▸ **Provided information**
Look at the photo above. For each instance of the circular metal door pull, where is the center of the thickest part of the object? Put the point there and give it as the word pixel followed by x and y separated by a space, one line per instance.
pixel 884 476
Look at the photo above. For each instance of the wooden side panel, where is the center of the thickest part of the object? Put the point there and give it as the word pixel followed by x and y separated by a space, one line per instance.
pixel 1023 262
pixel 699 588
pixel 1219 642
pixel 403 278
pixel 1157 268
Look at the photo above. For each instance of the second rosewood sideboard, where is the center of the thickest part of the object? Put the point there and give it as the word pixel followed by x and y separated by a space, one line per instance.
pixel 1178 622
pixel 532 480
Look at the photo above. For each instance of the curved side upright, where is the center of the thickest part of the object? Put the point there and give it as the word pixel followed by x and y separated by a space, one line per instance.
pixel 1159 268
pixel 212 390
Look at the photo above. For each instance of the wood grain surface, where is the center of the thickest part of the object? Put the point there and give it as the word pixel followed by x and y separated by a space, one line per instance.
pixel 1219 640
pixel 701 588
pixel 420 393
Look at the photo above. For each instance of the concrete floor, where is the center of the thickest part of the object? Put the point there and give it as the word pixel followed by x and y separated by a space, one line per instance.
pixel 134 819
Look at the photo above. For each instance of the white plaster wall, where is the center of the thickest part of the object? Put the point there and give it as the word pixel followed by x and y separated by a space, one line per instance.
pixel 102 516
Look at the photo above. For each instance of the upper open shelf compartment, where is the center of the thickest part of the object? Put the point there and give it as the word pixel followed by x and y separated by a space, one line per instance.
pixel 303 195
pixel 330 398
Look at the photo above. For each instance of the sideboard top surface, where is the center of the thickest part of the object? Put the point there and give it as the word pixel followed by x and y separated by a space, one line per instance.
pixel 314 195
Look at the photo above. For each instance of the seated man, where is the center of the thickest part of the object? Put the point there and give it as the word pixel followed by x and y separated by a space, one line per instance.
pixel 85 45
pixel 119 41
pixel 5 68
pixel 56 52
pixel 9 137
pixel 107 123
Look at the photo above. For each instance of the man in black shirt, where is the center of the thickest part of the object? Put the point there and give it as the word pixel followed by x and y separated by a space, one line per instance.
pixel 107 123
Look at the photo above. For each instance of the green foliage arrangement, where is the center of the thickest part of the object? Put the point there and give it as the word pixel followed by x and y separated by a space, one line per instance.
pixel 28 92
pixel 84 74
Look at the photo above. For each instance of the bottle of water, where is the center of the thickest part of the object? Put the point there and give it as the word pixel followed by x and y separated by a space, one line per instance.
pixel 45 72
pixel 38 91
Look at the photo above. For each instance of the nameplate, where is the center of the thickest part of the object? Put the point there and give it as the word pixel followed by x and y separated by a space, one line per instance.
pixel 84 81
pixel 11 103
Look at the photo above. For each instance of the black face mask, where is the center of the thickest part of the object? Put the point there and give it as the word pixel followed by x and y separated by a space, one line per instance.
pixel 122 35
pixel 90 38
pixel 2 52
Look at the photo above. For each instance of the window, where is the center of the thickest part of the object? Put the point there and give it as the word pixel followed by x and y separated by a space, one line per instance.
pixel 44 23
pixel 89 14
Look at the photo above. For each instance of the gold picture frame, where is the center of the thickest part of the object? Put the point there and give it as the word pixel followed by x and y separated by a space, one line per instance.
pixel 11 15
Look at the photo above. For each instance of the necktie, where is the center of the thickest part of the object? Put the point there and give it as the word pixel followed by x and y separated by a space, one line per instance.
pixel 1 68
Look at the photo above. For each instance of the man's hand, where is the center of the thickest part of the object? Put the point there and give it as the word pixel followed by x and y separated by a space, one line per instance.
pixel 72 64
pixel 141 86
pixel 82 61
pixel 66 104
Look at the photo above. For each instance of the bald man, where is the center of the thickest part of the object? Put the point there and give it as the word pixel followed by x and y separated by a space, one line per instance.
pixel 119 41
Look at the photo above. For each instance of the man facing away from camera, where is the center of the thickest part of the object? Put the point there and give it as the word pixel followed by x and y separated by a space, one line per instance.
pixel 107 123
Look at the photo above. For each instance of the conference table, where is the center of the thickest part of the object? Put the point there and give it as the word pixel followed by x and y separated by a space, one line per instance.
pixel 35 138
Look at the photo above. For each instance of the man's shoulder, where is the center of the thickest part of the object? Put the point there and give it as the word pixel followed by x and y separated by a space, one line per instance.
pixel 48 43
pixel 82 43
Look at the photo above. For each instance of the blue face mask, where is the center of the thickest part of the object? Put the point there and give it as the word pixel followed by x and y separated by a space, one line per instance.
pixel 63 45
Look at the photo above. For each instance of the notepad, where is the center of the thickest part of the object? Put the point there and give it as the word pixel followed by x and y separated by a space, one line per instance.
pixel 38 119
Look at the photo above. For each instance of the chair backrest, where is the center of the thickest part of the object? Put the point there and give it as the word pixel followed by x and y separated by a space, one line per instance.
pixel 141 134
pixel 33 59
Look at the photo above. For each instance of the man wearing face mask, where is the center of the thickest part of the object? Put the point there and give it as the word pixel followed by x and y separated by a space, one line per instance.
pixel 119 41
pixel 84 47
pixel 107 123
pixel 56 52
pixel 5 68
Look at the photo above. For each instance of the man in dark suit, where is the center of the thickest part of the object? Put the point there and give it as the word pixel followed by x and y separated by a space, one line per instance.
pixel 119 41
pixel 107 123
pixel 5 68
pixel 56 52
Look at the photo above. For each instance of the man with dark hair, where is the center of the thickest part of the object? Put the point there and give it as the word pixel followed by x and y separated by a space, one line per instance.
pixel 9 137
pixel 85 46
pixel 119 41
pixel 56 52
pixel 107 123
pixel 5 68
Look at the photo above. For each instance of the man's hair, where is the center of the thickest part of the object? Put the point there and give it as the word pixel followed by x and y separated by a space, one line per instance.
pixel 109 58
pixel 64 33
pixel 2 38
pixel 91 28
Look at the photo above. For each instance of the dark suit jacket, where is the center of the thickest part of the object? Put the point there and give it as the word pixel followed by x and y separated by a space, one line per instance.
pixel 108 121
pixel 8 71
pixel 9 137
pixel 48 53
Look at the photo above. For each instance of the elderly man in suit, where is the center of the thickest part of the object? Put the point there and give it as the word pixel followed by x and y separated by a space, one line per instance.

▸ **How to complete this task**
Each line of the listing must appear in the answer exactly as above.

▸ **Output**
Look at the photo above. For each instance of the circular metal door pull, where is the center of the thickest part of the object? Put the point there and give it as the word pixel followed by x and y separated by a space, one line per instance.
pixel 884 476
Look at the photo above. For each instance of the wooden side panel, where is the center of the thickest part of the object? Put the point there and give it as the word pixel followed by x and y separated by a space, one line per instance.
pixel 1023 262
pixel 699 588
pixel 1219 642
pixel 403 278
pixel 1157 268
Look at the photo above. For each instance of the second rosewood sideboard, where is the center of the thickest part of the object? Put the point there and give it as the word pixel followed by x and y separated by a space, one line per instance.
pixel 1178 622
pixel 532 480
Look at the photo above. For each instance of the curved side upright, where is the center of the thickest part of the object? Put the point there and give it as the word pixel followed by x and y separated by a space, one line per instance.
pixel 1159 268
pixel 212 390
Look at the photo above. For each instance of the wood grain surface, where is the center of the thickest part of the object? Put the point there and give it as the word pixel followed by x and y separated by a space, one line per instance.
pixel 1219 640
pixel 701 588
pixel 420 393
Look at the photo above. For each instance of the concrete floor, where is the center of the thickest part of the object? Put the point there and give it as the word pixel followed by x and y separated by a space, one line per instance.
pixel 134 819
Look at the photo above. For each instance of the white plaster wall, where is the center of the thickest part of the object? Put the point there and give it as the word pixel followed by x and y separated by a space, one line per instance.
pixel 102 516
Look at the photo above. For each instance of the upper open shelf compartment, where is the center of the thickest part of the object? Put the point there and give it as the word pixel followed by x and y separated by a space, one line per instance.
pixel 303 195
pixel 330 398
Look at the photo above. For each instance of the sideboard top surface, where is the center of the thickest part of the object? Put the point there and give it as the word pixel followed by x and y separated by a space, one line per instance.
pixel 314 195
Look at the photo above. For each instance of the seated man, where is the center of the thickest part of the object? Put the point there and give it as the word pixel followed by x and y separated by a space, one line per instance.
pixel 85 45
pixel 119 41
pixel 5 68
pixel 56 52
pixel 9 137
pixel 107 123
Look at the photo above. For each instance of the man in black shirt, where is the center of the thickest part of the object? Put the point there and give it as the word pixel followed by x and y separated by a space, one line per instance.
pixel 107 123
Look at the photo above. For each instance of the green foliage arrangement, where is the center of the thickest part of the object? Put the point there and give it as the word pixel followed by x and y separated by a space, one line per instance.
pixel 28 92
pixel 84 74
Look at the photo above. For each instance of the bottle of water, where is the center of the thickest part of the object? Put the point there and give it as the word pixel followed by x and y separated by a space, one line per instance.
pixel 45 72
pixel 38 91
Look at the photo above. For each instance of the nameplate, where is the center of the thickest part of the object? Put the point there and give it as the word pixel followed by x and y separated by a space, one line per instance.
pixel 84 81
pixel 11 103
Look at the photo above. For each instance of the black face mask, where is the center of the thickest part of the object? Put the point there and give it as the word pixel followed by x and y separated by a space, one line per instance.
pixel 122 35
pixel 90 38
pixel 2 52
Look at the photo above. For each instance of the window, where is the center of the thickest part of the object? Put the point there and give it as the word pixel followed by x and y separated by a space, one line per instance.
pixel 44 23
pixel 89 14
Look at the photo above. For each instance of the gold picture frame, where is the center of the thickest part of the object? Put the point there and give it as the word pixel followed by x and y separated by a space, one line per instance.
pixel 11 15
Look at the photo above. For each instance of the necktie, where is the center of the thickest part of the object? Put the point there and give it as the word pixel followed by x and y separated by a space, one line per instance.
pixel 1 68
Look at the photo above. For each instance of the man's hand, where is the center of the thickest part of the object? Put the point there and give it as the word pixel followed by x and y separated by a space, one line per instance.
pixel 72 64
pixel 141 86
pixel 82 61
pixel 66 104
Look at the photo above. For each instance of the bald man, where is the center of the thickest part of the object? Put the point there and give it as the word pixel followed by x and y separated by a space, one line per instance.
pixel 119 41
Look at the photo above. For each instance of the man facing away from camera, where is the center of the thickest part of the object? Put the point there and give it as the word pixel followed by x and y separated by a space, one line per instance.
pixel 107 123
Look at the photo above. For each instance of the conference table, where is the center of the thickest part of the object? Put the point there and give it as the word pixel followed by x and y separated by a space, one line per instance.
pixel 35 138
Look at the photo above. For each instance of the man's shoulder, where is the center of the thickest part of the object? Put the point there and give it as the word pixel followed by x and y separated by a space, one line per instance.
pixel 48 43
pixel 82 43
Look at the photo above. For each instance of the blue face mask, where is the center of the thickest part of the object? Put the point there and give it as the word pixel followed by x and y separated by a space, one line per instance.
pixel 63 45
Look at the photo above. For each instance of the notepad, where is the center of the thickest part of the object? Put the point there and give it as the word pixel followed by x and y separated by a space, one line per instance.
pixel 38 119
Look at the photo above. For each instance of the chair backrest, where is the center of the thickest part of the object? Put the point there and give it as the word pixel followed by x and y separated by a space, one line per instance.
pixel 141 134
pixel 33 59
Look at the photo above. For each instance of the man wearing face mask, where is the center of the thickest part of the object? Put the point there and give it as the word pixel followed by x and y separated by a space, one line per instance.
pixel 119 41
pixel 84 47
pixel 107 123
pixel 56 52
pixel 5 68
Look at the photo above. For each instance of the man in dark suit, where is the center of the thickest part of the object? Put the point there and give it as the word pixel followed by x and y separated by a space, one line per instance.
pixel 119 41
pixel 107 123
pixel 5 68
pixel 56 52
Look at the photo above. For each instance of the man with dark hair, where is the center of the thickest part of the object? Put the point there and give it as the word pixel followed by x and y separated by a space, one line per instance.
pixel 9 137
pixel 85 46
pixel 119 41
pixel 56 52
pixel 107 123
pixel 5 68
Look at the photo above. For each instance of the man's hair, where is the center of the thickest part of the object? Put the point there and give it as the word pixel followed by x and y separated by a space, one line per instance.
pixel 109 58
pixel 64 33
pixel 2 38
pixel 91 28
Look at the photo above. For each instance of the dark suit jacket, where is the center of the thickest part of the object? Put the point there and give it as the word pixel followed by x and y separated by a space, one line per instance.
pixel 108 121
pixel 8 71
pixel 9 137
pixel 48 53
Look at the photo above. For each instance of the elderly man in suit, where is the center of the thickest part of the object? Put the point there and give it as the word pixel followed by x and y separated by a space, one line per instance.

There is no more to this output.